-- begin DATA FOR THIS EXERCISE --

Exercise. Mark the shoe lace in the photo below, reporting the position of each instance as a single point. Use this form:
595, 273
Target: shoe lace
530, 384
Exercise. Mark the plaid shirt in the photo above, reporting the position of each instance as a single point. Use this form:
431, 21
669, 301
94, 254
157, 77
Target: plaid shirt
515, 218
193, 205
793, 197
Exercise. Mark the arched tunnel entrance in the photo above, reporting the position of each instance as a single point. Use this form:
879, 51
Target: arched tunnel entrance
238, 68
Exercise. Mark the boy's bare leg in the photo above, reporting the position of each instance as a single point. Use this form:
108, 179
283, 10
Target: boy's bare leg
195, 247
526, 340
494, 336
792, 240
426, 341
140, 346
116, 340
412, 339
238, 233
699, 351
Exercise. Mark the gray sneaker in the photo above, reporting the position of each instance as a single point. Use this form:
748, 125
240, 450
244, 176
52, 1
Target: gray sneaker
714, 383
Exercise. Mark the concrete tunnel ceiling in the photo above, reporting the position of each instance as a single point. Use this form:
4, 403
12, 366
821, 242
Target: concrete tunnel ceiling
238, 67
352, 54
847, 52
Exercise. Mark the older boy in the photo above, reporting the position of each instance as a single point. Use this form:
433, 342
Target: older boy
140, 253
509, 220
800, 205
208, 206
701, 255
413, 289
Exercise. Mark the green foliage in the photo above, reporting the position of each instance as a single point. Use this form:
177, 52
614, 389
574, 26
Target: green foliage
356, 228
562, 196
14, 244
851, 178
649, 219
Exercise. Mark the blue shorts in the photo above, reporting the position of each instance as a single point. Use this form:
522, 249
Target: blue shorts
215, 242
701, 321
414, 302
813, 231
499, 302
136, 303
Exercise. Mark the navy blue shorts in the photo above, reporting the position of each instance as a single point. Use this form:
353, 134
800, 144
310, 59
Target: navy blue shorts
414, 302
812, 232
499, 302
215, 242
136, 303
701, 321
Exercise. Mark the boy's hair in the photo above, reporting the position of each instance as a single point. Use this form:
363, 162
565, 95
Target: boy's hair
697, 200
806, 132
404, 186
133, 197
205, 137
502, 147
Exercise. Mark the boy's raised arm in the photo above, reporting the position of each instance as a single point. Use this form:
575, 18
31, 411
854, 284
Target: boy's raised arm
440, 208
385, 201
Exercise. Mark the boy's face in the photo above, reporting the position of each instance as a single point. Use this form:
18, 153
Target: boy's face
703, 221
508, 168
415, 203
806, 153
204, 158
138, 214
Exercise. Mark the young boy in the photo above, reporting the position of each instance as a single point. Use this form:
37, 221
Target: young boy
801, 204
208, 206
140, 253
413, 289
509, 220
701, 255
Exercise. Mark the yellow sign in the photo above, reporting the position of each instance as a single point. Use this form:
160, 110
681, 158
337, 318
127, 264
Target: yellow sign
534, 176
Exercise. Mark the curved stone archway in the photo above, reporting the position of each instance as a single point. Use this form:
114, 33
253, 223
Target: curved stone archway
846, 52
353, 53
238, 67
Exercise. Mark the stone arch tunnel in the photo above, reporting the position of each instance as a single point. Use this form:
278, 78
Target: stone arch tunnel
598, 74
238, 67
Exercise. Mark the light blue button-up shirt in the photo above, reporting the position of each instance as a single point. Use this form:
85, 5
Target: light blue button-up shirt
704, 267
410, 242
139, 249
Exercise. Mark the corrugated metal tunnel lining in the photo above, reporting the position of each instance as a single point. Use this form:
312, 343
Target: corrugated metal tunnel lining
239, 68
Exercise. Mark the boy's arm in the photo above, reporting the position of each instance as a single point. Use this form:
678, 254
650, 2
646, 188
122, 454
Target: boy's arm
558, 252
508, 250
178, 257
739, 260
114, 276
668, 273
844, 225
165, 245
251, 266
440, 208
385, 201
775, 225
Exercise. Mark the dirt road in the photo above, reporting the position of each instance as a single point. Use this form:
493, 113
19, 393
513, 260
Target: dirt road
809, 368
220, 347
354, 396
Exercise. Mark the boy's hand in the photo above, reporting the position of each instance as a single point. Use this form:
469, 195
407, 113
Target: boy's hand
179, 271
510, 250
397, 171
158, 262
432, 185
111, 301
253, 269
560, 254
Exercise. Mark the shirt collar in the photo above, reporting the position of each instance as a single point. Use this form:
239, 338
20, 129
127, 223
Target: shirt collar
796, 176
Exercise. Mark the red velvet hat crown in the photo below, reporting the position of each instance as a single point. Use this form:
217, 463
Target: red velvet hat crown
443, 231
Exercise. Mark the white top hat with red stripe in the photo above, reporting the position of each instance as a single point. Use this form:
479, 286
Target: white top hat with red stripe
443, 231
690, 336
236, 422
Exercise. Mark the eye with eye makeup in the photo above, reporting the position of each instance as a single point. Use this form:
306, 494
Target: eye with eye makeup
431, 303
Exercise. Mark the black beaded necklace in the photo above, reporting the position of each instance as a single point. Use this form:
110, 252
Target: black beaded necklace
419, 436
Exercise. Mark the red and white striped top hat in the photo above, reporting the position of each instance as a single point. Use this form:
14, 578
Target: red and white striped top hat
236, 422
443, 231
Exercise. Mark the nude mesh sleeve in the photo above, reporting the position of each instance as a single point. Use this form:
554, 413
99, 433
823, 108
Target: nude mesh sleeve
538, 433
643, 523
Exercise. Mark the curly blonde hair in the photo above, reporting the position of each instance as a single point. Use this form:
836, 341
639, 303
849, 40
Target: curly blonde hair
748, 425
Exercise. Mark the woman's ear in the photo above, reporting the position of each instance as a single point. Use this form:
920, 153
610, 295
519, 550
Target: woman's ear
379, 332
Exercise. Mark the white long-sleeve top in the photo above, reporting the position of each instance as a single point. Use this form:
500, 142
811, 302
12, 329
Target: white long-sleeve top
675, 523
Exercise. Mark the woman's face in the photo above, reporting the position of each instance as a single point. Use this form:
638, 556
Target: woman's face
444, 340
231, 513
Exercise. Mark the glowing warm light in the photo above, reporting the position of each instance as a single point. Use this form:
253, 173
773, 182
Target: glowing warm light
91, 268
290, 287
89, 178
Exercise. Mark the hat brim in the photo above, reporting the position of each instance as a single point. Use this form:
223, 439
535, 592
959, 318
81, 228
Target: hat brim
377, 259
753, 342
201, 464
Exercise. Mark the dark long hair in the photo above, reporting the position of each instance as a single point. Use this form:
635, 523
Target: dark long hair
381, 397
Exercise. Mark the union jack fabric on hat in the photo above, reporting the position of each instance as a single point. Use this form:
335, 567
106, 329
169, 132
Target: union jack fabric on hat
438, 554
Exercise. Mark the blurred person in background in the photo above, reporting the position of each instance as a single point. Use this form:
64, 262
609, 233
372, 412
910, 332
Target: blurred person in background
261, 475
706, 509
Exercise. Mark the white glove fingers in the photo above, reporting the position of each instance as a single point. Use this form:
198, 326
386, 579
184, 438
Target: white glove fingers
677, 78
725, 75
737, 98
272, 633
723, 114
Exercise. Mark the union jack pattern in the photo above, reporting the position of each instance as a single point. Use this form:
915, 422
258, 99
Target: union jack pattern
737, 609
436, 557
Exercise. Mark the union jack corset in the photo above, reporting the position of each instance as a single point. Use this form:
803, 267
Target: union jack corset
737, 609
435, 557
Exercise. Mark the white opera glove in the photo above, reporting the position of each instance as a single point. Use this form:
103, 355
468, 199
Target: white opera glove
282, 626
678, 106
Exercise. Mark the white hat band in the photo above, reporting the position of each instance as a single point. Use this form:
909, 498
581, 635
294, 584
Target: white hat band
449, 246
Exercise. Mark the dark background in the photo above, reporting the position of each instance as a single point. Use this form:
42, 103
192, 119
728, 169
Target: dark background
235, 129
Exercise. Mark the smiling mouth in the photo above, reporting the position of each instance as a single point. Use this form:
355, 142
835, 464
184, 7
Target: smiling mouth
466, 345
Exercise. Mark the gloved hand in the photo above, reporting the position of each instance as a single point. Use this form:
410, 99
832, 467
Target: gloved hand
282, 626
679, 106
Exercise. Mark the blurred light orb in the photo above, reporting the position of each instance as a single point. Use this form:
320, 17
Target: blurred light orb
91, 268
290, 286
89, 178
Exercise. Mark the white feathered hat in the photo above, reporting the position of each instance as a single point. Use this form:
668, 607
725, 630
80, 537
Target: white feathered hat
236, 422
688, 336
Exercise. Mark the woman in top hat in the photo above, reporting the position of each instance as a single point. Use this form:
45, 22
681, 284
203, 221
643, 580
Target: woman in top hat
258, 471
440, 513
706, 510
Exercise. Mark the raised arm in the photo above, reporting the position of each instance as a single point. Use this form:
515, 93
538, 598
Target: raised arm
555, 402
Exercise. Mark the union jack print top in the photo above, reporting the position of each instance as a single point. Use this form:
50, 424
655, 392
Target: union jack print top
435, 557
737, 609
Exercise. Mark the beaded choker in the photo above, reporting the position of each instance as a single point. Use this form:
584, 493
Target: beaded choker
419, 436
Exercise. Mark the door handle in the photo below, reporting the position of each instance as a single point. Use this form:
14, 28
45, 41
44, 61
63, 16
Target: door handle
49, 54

-- end DATA FOR THIS EXERCISE --

- _WORK TO BE COMPLETED_
Above are the records; copy exactly the lines from the one with "Exercise. Mark the white feathered" through the final line.

- _THE OUTPUT_
Exercise. Mark the white feathered hat in the photo above, reporting the position of each instance as a single point. Use this form:
668, 607
725, 630
80, 537
Target: white feathered hat
236, 422
688, 336
Exercise. Mark the woman in top hat in the photo above, reporting the position of each instance as a single point. Use this form:
45, 22
681, 284
203, 221
643, 580
Target: woman in top hat
258, 471
440, 513
706, 510
Exercise. Mark the raised arm in the photo above, reporting the position of each instance as a single point. Use this form:
515, 93
538, 598
Target: raised arm
555, 402
Exercise. Mark the union jack print top in the photo above, reporting the position of each instance as a single point. Use this form:
50, 424
655, 392
Target: union jack print top
435, 557
737, 609
Exercise. Mark the beaded choker in the photo above, reporting the position of each instance as a single point. Use this form:
584, 493
Target: beaded choker
419, 436
Exercise. Mark the door handle in the photo below, reporting the position of each instance as a single point. Use this form:
14, 28
45, 41
44, 61
63, 16
Target: door handle
49, 54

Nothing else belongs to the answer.